### YOUR INSTRUCTIONS
Set down each entry from the block beneath, exactly as written.

━━ EXERCISE MATERIALS ━━

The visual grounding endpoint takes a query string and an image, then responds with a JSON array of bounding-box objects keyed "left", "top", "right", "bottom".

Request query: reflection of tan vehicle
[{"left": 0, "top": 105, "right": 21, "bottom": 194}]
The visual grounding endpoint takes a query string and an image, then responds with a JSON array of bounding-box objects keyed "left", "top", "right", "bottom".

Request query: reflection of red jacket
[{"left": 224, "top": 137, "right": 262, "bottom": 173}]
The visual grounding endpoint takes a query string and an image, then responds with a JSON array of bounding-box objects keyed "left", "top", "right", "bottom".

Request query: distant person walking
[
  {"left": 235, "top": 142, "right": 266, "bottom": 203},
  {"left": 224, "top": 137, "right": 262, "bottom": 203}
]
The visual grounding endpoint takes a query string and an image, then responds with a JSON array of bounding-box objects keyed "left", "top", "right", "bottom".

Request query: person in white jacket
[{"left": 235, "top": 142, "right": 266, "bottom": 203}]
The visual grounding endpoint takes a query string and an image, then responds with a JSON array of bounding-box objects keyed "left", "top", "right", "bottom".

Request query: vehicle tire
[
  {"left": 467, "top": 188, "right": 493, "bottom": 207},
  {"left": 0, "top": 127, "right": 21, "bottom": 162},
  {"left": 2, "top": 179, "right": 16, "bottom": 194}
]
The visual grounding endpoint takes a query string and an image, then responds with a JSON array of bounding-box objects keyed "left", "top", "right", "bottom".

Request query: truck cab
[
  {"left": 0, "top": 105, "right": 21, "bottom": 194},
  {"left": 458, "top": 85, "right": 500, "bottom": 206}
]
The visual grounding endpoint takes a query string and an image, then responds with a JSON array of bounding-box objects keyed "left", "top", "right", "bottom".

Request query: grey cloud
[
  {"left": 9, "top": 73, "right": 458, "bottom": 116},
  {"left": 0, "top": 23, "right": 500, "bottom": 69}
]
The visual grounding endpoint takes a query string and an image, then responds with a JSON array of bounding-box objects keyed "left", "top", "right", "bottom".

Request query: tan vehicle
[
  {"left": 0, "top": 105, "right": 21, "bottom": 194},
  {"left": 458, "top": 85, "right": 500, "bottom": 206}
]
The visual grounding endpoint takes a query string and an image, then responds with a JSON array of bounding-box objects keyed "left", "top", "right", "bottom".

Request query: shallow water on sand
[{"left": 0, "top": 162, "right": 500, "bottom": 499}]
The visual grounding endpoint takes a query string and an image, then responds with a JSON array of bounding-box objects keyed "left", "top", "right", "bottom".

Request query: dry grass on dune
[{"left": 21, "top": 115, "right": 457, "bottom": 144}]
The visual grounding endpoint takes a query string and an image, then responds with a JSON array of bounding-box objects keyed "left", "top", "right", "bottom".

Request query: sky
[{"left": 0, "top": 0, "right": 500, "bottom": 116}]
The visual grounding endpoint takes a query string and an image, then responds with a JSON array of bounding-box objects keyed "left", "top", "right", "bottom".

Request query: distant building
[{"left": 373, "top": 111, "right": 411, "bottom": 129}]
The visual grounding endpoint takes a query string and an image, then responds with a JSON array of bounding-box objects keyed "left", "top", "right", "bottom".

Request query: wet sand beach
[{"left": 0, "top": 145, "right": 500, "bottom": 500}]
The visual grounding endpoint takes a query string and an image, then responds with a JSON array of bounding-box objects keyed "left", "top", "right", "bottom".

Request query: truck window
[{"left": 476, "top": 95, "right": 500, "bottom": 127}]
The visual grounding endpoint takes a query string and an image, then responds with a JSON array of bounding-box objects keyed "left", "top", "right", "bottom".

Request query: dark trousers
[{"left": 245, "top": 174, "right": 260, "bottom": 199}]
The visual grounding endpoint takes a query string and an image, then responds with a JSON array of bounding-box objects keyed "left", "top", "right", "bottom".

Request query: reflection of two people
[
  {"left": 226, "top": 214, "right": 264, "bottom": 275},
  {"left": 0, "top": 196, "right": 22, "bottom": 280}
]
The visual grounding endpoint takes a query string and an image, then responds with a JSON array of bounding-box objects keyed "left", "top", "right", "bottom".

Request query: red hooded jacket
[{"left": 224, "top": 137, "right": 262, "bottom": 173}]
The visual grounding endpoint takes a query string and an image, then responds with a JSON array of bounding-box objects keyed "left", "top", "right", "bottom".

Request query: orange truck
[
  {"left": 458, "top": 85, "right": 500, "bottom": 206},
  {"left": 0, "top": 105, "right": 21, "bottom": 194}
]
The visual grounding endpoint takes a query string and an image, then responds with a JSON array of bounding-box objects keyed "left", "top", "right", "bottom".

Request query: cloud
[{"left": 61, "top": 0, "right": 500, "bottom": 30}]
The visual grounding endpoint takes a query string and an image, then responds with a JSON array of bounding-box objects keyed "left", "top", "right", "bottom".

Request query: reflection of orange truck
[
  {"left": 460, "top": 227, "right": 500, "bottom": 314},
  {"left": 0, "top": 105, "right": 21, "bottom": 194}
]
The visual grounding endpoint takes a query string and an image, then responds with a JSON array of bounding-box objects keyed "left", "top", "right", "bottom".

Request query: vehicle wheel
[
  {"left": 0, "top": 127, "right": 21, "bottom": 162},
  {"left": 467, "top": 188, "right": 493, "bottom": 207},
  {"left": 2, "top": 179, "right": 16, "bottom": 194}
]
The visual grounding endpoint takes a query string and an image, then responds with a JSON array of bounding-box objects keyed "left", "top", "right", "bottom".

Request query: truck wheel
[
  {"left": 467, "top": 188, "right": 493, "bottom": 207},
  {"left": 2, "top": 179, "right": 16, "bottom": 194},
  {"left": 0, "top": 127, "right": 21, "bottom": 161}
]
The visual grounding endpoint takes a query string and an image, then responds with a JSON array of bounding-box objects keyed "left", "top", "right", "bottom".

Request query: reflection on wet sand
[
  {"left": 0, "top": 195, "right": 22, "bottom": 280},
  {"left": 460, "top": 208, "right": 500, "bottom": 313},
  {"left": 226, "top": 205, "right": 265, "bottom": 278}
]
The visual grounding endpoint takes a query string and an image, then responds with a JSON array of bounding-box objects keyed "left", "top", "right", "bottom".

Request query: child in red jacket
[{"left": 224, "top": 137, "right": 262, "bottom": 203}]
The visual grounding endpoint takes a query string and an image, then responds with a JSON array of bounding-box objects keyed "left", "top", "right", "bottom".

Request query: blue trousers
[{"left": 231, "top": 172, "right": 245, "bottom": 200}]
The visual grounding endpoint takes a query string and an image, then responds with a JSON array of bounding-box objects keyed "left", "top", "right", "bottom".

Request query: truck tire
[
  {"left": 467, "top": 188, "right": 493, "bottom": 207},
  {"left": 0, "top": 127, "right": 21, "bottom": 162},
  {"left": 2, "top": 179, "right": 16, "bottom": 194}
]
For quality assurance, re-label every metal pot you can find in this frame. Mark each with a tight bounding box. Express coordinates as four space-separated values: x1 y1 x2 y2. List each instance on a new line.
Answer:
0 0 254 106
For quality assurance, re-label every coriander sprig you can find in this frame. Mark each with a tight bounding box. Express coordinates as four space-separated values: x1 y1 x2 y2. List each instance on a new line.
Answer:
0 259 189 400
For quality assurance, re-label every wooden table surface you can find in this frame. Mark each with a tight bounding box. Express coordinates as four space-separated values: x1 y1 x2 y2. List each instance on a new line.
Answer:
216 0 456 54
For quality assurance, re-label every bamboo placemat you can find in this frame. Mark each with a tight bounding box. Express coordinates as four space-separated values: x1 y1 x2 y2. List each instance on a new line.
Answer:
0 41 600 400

━━━

### COMPLETE ANSWER
The visual grounding endpoint takes a query string and an image, then responds with a JSON array of bounding-box objects keyed "left", "top", "right", "bottom".

Request query: reflection of tan vehicle
[{"left": 0, "top": 105, "right": 21, "bottom": 194}]
The visual grounding endpoint takes a query string and an image, then responds with a JSON array of bounding-box objects keyed "left", "top", "right", "bottom".

Request query: reflection of red jacket
[{"left": 224, "top": 137, "right": 262, "bottom": 173}]
The visual grounding endpoint takes a query string and an image, then responds with a JSON array of bounding-box objects keyed "left", "top", "right", "bottom".

Request query: distant person walking
[
  {"left": 235, "top": 142, "right": 266, "bottom": 203},
  {"left": 224, "top": 137, "right": 262, "bottom": 203}
]
The visual grounding endpoint takes a query string and an image, then responds with a JSON array of bounding-box objects keyed "left", "top", "right", "bottom".

Request query: person in white jacket
[{"left": 235, "top": 142, "right": 266, "bottom": 203}]
The visual grounding endpoint takes a query string and an image, then responds with a JSON array of bounding-box objects keyed "left", "top", "right", "bottom".

Request query: vehicle tire
[
  {"left": 467, "top": 188, "right": 493, "bottom": 207},
  {"left": 0, "top": 127, "right": 21, "bottom": 162},
  {"left": 2, "top": 179, "right": 16, "bottom": 194}
]
The visual grounding endpoint takes a query string and an image, then responds with a JSON array of bounding-box objects keyed "left", "top", "right", "bottom".

Request query: truck cab
[
  {"left": 0, "top": 105, "right": 21, "bottom": 194},
  {"left": 458, "top": 85, "right": 500, "bottom": 206}
]
The visual grounding endpoint takes a query string and an image, then responds with a JSON array of bounding-box objects keyed "left", "top", "right", "bottom".

Request query: grey cloud
[
  {"left": 9, "top": 73, "right": 458, "bottom": 116},
  {"left": 0, "top": 23, "right": 500, "bottom": 69}
]
The visual grounding endpoint takes a query string and an image, then responds with a JSON array of bounding-box objects keyed "left", "top", "right", "bottom".

Request query: tan vehicle
[
  {"left": 0, "top": 105, "right": 21, "bottom": 194},
  {"left": 458, "top": 85, "right": 500, "bottom": 206}
]
The visual grounding endpoint takes a query string and an image, then responds with a JSON array of bounding-box objects keyed "left", "top", "right", "bottom".

Request query: shallow water on sand
[{"left": 0, "top": 162, "right": 500, "bottom": 499}]
The visual grounding endpoint takes a query string and an image, then responds with a JSON array of bounding-box objects keyed "left", "top", "right", "bottom".

Request query: dry grass on dune
[{"left": 21, "top": 115, "right": 457, "bottom": 144}]
The visual grounding endpoint takes a query string and an image, then responds with a JSON array of bounding-box objects keyed "left", "top", "right", "bottom".

Request query: sky
[{"left": 0, "top": 0, "right": 500, "bottom": 116}]
The visual grounding endpoint takes a query string and an image, then responds with a JSON array of bounding-box objects keyed "left", "top", "right", "bottom".

Request query: distant building
[{"left": 373, "top": 111, "right": 411, "bottom": 129}]
The visual grounding endpoint takes a query string and an image, then responds with a JSON array of bounding-box objects keyed "left", "top", "right", "bottom".

Request query: wet sand beach
[{"left": 0, "top": 145, "right": 500, "bottom": 500}]
The visual grounding endpoint takes a query string and an image, then responds with a JSON array of bounding-box objects keyed "left", "top", "right", "bottom".

Request query: truck window
[{"left": 476, "top": 95, "right": 500, "bottom": 127}]
The visual grounding endpoint takes a query string and an image, then responds with a JSON array of bounding-box objects keyed "left", "top", "right", "bottom".

Request query: dark trousers
[{"left": 245, "top": 174, "right": 260, "bottom": 199}]
The visual grounding endpoint takes a query string and an image, then responds with a JSON array of bounding-box objects keyed "left", "top", "right", "bottom".

Request query: reflection of two people
[
  {"left": 226, "top": 214, "right": 264, "bottom": 275},
  {"left": 0, "top": 196, "right": 22, "bottom": 280}
]
The visual grounding endpoint takes a query string and an image, then responds with a JSON array of bounding-box objects keyed "left", "top", "right", "bottom".

Request query: red hooded jacket
[{"left": 224, "top": 137, "right": 262, "bottom": 173}]
The visual grounding endpoint takes a query string and an image, then responds with a JSON array of bounding-box objects keyed "left", "top", "right", "bottom".

Request query: orange truck
[
  {"left": 458, "top": 85, "right": 500, "bottom": 206},
  {"left": 0, "top": 105, "right": 21, "bottom": 194}
]
The visual grounding endpoint takes a query string and an image, then responds with a JSON array of bounding-box objects keyed "left", "top", "right", "bottom".

Request query: cloud
[{"left": 61, "top": 0, "right": 500, "bottom": 30}]
The visual grounding endpoint takes a query string and an image, then responds with a JSON array of bounding-box objects keyed "left", "top", "right", "bottom".

Request query: reflection of orange truck
[
  {"left": 460, "top": 227, "right": 500, "bottom": 314},
  {"left": 0, "top": 105, "right": 21, "bottom": 194}
]
The visual grounding endpoint takes a query string and an image, then responds with a JSON array of bounding-box objects keyed "left", "top", "right", "bottom".

Request query: vehicle wheel
[
  {"left": 0, "top": 127, "right": 21, "bottom": 162},
  {"left": 467, "top": 188, "right": 493, "bottom": 207},
  {"left": 2, "top": 179, "right": 16, "bottom": 194}
]
The visual grounding endpoint takes a query string and an image, then responds with a JSON array of bounding-box objects keyed "left", "top", "right", "bottom".

Request query: truck wheel
[
  {"left": 467, "top": 188, "right": 493, "bottom": 207},
  {"left": 2, "top": 179, "right": 16, "bottom": 194},
  {"left": 0, "top": 127, "right": 21, "bottom": 161}
]
The visual grounding endpoint takes a query string and an image, then responds with a JSON array of bounding-box objects keyed "left", "top", "right", "bottom".

Request query: reflection on wet sand
[
  {"left": 0, "top": 195, "right": 22, "bottom": 280},
  {"left": 460, "top": 208, "right": 500, "bottom": 313},
  {"left": 226, "top": 205, "right": 265, "bottom": 278}
]
The visual grounding endpoint takes a query string and an image, then responds with a JSON array of bounding-box objects keyed "left", "top", "right", "bottom".

Request query: child in red jacket
[{"left": 224, "top": 137, "right": 262, "bottom": 203}]
The visual grounding endpoint takes a query string and an image, then responds with a JSON array of bounding-box objects keyed "left", "top", "right", "bottom".

Request query: blue trousers
[{"left": 231, "top": 172, "right": 245, "bottom": 200}]
The visual grounding endpoint takes a query string and an image, then responds with a JSON array of bounding-box objects keyed "left", "top", "right", "bottom".

Request query: truck tire
[
  {"left": 467, "top": 188, "right": 493, "bottom": 207},
  {"left": 0, "top": 127, "right": 21, "bottom": 162},
  {"left": 2, "top": 179, "right": 16, "bottom": 194}
]
For quality assurance, re-label every metal pot you can find in this frame. Mark each with a tight bounding box. Express coordinates as four space-separated values: x1 y1 x2 y2. List each instance on a new line.
Answer:
0 0 254 106
For quality assurance, re-label every coriander sprig you can find in this frame. Mark each with a tight bounding box. Express coordinates as four space-separated values: x1 y1 x2 y2. List each instance on a new line.
Answer:
0 259 189 400
For quality assurance, re-label every wooden table surface you can find in this frame. Mark each with a tight bounding box. Express coordinates as four space-separated values: x1 y1 x2 y2. List each instance on a new line.
Answer:
216 0 456 54
For quality assurance, re-label every bamboo placemat you can find in this frame. Mark each with a tight bounding box. Express coordinates as four space-separated values: x1 y1 x2 y2. List each instance on a new line.
Answer:
0 41 600 400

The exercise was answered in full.